#### What to work on
Look through the records below for the line holding "[locate] dark curly". Write it out exactly, with each following line through the line holding "[locate] red shorts".

#### Task data
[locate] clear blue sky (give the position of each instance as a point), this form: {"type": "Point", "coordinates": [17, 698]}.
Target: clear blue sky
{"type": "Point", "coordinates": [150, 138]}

==

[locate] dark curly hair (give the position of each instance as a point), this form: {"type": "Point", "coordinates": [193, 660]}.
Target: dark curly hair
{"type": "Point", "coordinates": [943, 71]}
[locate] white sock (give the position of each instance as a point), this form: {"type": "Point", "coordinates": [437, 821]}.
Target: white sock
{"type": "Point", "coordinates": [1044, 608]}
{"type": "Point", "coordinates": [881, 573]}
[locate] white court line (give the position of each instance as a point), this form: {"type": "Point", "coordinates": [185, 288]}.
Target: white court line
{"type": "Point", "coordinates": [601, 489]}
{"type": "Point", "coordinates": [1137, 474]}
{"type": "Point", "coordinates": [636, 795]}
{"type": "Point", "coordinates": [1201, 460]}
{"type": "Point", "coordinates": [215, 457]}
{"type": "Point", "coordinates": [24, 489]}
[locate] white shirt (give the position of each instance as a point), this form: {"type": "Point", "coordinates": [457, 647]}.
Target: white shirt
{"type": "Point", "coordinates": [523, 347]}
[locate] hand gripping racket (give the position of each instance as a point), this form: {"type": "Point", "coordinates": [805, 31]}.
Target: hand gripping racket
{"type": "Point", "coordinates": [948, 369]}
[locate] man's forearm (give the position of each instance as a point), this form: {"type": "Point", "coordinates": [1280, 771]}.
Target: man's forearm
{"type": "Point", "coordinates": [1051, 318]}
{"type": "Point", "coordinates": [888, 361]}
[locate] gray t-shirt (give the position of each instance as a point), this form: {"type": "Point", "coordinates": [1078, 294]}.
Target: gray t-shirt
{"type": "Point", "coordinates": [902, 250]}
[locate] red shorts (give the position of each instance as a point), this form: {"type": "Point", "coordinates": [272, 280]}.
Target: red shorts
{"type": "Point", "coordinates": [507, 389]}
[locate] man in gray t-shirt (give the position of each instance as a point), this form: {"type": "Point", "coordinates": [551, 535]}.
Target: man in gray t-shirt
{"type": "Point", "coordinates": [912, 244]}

* * *

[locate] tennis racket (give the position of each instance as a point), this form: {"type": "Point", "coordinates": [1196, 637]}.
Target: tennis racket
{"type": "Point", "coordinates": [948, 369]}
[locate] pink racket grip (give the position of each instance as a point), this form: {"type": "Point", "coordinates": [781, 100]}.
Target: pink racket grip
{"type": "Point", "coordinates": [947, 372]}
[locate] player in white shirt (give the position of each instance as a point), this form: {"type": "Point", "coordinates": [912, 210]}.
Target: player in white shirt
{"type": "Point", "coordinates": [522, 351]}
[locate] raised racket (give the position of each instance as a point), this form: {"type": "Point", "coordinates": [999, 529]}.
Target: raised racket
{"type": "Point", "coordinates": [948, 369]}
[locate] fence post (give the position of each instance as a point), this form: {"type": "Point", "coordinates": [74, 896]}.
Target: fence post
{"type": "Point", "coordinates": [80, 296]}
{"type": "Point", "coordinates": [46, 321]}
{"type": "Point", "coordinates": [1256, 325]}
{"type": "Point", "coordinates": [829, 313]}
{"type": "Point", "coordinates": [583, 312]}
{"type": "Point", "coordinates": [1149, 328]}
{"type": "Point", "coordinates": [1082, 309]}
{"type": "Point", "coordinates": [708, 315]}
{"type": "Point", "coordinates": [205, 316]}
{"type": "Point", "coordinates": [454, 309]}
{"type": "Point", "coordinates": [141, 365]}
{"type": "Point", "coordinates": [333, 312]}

#### Final answer
[locate] dark curly hair (give the position of each instance as a point), this form: {"type": "Point", "coordinates": [193, 660]}.
Target: dark curly hair
{"type": "Point", "coordinates": [943, 71]}
[locate] white sock (give the position of each instance as a point), this form: {"type": "Point", "coordinates": [437, 821]}.
Target: white sock
{"type": "Point", "coordinates": [1044, 608]}
{"type": "Point", "coordinates": [881, 573]}
[locate] white court line (give the position of each instance as a point), this form: {"type": "Point", "coordinates": [185, 288]}.
Target: white court line
{"type": "Point", "coordinates": [601, 489]}
{"type": "Point", "coordinates": [1137, 474]}
{"type": "Point", "coordinates": [636, 795]}
{"type": "Point", "coordinates": [1201, 460]}
{"type": "Point", "coordinates": [215, 457]}
{"type": "Point", "coordinates": [24, 489]}
[locate] white shirt (give the position of each instance as a point), this form: {"type": "Point", "coordinates": [457, 647]}.
Target: white shirt
{"type": "Point", "coordinates": [523, 347]}
[locate] hand gripping racket (give the position of each instance as a point), this form: {"type": "Point", "coordinates": [805, 31]}.
Target: hand gripping racket
{"type": "Point", "coordinates": [948, 369]}
[locate] man's forearm (give the position of each instance as a point), this form: {"type": "Point", "coordinates": [1280, 771]}.
Target: man's forearm
{"type": "Point", "coordinates": [1051, 318]}
{"type": "Point", "coordinates": [888, 361]}
[locate] gray t-shirt (give the position of each instance as a point), this form: {"type": "Point", "coordinates": [1078, 294]}.
Target: gray t-shirt
{"type": "Point", "coordinates": [902, 250]}
[locate] red shorts (give the position of each instance as a point), this form: {"type": "Point", "coordinates": [272, 280]}.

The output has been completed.